(Detection examples)

==============================

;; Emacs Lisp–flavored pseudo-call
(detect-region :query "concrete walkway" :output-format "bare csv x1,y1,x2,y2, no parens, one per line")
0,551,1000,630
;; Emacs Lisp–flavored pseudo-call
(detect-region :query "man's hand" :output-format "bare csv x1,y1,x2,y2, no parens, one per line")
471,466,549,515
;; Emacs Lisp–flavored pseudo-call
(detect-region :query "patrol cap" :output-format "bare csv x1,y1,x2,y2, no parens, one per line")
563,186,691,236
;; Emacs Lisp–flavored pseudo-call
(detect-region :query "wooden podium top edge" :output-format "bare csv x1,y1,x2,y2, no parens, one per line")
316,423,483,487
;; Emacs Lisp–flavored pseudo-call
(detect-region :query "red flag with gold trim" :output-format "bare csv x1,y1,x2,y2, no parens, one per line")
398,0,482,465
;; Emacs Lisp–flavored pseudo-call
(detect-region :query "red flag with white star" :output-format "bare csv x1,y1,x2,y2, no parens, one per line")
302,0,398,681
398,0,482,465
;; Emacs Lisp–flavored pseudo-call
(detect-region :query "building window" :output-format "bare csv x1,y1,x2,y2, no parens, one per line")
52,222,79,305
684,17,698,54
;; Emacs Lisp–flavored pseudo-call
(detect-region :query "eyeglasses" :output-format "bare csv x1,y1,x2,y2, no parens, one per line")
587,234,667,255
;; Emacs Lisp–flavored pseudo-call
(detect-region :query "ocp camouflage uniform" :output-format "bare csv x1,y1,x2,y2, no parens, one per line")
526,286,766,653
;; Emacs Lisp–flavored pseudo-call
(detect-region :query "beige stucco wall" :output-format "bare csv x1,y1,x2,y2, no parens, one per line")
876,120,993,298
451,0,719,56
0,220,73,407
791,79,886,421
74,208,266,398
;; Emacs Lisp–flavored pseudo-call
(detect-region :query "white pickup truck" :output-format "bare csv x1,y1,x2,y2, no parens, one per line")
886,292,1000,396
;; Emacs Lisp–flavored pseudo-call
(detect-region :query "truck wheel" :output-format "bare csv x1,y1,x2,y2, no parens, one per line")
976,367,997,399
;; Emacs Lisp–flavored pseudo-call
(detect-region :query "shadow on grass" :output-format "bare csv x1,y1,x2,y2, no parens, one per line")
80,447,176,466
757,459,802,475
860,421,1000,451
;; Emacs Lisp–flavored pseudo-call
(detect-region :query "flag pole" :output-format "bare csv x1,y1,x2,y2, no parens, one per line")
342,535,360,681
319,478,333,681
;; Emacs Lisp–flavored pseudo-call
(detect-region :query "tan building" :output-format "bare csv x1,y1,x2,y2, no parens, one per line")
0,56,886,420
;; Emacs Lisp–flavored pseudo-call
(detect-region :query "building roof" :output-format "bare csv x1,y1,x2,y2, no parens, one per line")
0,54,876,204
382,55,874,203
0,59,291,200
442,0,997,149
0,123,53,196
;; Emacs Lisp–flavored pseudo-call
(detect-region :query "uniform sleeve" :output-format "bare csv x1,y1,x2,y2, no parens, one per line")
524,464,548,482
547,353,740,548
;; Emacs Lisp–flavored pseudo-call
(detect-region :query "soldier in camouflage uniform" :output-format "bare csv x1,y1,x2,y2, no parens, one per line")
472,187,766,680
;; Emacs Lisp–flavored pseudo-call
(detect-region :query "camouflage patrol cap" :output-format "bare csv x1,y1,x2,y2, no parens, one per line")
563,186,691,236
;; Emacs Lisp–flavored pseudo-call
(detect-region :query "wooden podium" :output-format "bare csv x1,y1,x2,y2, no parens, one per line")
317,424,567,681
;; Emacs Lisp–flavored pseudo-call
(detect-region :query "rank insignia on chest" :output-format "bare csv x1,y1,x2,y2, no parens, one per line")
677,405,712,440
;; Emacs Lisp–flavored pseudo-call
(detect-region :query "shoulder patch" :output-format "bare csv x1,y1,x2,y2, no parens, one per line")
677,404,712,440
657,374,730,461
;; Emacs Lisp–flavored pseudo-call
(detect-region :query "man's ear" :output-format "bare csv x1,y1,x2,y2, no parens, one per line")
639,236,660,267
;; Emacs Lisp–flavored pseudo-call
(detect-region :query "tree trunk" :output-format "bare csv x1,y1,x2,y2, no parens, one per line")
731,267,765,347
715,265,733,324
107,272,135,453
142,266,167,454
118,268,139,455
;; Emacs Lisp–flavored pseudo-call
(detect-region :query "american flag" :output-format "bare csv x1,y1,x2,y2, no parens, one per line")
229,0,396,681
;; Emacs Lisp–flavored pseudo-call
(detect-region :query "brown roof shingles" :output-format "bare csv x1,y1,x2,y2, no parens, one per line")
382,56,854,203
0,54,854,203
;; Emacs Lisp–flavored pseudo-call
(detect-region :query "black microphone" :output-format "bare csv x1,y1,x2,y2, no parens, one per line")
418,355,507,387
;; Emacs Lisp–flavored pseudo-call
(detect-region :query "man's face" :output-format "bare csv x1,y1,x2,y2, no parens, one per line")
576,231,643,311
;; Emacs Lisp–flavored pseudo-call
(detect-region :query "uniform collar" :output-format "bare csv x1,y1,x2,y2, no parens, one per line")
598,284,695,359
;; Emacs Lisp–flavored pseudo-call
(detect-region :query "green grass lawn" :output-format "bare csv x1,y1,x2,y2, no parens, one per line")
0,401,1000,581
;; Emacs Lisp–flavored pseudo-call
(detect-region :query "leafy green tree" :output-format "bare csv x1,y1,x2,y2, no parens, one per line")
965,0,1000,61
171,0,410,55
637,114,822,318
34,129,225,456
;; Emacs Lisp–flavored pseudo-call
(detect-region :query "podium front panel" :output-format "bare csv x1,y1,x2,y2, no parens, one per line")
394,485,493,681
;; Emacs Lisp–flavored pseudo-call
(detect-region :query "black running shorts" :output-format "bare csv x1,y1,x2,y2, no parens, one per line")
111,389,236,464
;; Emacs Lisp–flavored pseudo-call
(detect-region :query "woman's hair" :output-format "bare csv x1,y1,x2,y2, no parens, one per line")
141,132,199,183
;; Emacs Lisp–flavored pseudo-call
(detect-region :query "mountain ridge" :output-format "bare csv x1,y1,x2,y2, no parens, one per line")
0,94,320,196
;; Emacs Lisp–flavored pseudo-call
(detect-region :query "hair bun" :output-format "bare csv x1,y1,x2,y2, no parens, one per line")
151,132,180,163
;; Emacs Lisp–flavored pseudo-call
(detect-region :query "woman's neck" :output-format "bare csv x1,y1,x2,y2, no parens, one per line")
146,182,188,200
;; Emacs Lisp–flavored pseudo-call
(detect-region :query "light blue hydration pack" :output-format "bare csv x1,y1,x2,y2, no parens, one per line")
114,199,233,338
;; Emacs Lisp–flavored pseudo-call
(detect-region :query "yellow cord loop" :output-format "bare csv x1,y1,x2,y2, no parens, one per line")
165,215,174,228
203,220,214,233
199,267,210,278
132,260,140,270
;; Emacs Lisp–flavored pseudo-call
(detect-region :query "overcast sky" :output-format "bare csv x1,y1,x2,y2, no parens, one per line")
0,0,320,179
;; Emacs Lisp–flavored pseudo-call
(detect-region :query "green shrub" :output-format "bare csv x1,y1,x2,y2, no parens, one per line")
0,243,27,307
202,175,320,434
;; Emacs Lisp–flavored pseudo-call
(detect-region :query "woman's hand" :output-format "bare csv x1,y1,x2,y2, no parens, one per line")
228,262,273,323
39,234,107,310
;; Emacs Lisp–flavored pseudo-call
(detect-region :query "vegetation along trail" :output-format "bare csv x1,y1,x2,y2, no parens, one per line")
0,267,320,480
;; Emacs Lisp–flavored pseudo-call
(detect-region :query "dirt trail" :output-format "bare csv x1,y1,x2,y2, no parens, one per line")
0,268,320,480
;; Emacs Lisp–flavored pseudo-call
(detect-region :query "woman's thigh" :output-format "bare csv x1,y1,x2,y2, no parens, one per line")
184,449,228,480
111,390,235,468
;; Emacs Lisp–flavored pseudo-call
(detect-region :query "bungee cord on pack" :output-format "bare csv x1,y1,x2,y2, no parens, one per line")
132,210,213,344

==============================

What the task asks:
Reproduce the entries from the beginning through the line containing "587,234,667,255", inclusive, renaming every "detect-region" to "locate-region". Change nothing else.

Reply:
;; Emacs Lisp–flavored pseudo-call
(locate-region :query "concrete walkway" :output-format "bare csv x1,y1,x2,y2, no parens, one per line")
0,551,1000,630
;; Emacs Lisp–flavored pseudo-call
(locate-region :query "man's hand" :output-format "bare csv x1,y1,x2,y2, no parens, one per line")
471,466,549,515
;; Emacs Lisp–flavored pseudo-call
(locate-region :query "patrol cap" :output-format "bare csv x1,y1,x2,y2, no parens, one per line")
563,186,691,236
;; Emacs Lisp–flavored pseudo-call
(locate-region :query "wooden podium top edge" :output-format "bare csv x1,y1,x2,y2, no parens, one per line")
316,423,483,487
;; Emacs Lisp–flavored pseudo-call
(locate-region :query "red flag with gold trim" :output-format "bare csv x1,y1,x2,y2, no parens, one per line")
398,0,482,465
;; Emacs Lisp–flavored pseudo-call
(locate-region :query "red flag with white star" :output-format "bare csv x1,y1,x2,y2, no parens, one per line")
302,0,398,681
398,0,482,465
;; Emacs Lisp–flavored pseudo-call
(locate-region :query "building window" :output-format "bare csv x1,y1,x2,y2, no parens, one per line")
52,222,79,305
684,17,698,54
;; Emacs Lisp–flavored pseudo-call
(locate-region :query "eyeglasses" :output-format "bare csv x1,y1,x2,y2, no parens, one per line")
587,234,667,255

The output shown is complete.